── 提供データ ──
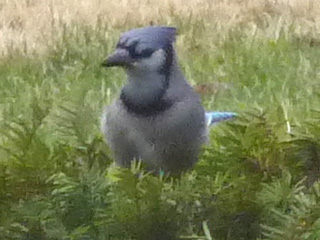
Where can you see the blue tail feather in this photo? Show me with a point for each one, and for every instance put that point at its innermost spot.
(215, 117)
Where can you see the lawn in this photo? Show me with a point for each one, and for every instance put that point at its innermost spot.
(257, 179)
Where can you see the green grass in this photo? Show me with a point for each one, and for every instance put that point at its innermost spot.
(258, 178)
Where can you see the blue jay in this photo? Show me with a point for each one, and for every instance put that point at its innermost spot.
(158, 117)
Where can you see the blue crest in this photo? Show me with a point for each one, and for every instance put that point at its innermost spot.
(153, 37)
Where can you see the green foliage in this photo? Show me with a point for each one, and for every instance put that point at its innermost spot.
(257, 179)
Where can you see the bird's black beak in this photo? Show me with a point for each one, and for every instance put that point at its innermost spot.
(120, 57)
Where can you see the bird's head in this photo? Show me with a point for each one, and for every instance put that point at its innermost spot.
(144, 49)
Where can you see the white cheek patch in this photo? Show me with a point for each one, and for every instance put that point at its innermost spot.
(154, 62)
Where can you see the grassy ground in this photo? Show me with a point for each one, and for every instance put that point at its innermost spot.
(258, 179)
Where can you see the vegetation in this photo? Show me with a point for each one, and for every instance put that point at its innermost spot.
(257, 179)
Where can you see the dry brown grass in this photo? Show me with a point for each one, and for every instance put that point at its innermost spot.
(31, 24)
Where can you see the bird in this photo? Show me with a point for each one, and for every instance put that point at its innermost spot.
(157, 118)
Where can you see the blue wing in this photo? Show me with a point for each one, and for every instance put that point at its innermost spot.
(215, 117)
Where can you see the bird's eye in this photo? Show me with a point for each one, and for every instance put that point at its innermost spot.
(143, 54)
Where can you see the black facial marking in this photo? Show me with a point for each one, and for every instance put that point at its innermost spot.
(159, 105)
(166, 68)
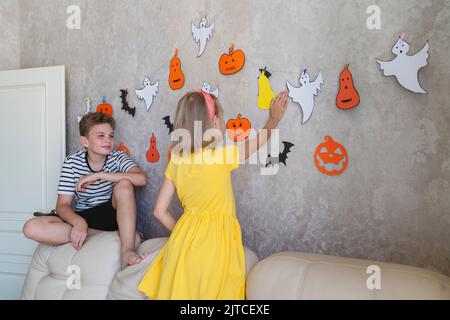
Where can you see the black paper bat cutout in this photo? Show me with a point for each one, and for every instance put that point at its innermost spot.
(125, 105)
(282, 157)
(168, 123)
───
── 提供データ ──
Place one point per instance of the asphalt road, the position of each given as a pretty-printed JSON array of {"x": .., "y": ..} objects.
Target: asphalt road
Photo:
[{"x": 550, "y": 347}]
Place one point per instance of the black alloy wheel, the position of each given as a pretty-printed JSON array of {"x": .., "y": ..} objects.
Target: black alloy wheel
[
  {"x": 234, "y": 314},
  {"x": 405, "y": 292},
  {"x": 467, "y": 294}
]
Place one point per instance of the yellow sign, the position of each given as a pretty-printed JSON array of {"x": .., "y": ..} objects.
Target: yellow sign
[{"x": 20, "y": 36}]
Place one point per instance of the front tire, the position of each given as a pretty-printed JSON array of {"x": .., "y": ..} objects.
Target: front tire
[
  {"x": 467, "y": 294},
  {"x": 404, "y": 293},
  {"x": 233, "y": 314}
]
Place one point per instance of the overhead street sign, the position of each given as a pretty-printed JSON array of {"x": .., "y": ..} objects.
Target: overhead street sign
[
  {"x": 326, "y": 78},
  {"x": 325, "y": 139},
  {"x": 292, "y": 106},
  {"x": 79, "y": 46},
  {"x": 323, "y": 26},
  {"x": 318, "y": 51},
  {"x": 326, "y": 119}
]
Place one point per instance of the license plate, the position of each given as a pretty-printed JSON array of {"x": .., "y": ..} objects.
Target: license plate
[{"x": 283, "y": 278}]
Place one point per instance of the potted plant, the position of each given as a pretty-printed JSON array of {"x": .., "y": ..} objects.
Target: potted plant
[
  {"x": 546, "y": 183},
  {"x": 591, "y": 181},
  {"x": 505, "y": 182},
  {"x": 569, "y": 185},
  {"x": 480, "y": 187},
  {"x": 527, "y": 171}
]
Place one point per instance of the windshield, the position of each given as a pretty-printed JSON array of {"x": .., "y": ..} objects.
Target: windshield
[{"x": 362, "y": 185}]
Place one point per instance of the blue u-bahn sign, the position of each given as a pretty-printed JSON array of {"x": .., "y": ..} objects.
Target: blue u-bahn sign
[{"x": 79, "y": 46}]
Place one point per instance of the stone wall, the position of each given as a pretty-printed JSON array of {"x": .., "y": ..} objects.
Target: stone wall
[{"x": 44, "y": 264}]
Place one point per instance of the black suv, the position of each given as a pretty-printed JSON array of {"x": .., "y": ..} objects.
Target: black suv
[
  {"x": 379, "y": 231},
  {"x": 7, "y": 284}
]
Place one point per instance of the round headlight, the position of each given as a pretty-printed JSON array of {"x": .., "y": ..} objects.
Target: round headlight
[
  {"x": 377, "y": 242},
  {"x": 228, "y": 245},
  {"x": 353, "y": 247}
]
───
### 作業依頼
上の行から、文字列「Target」を含む行をすべて抜き出してください。大文字と小文字は区別します。

### 実行結果
Target: asphalt road
Target: black alloy wheel
Target: yellow sign
Target: front tire
Target: overhead street sign
Target: license plate
Target: potted plant
Target: windshield
Target: blue u-bahn sign
Target: stone wall
Target: black suv
Target: round headlight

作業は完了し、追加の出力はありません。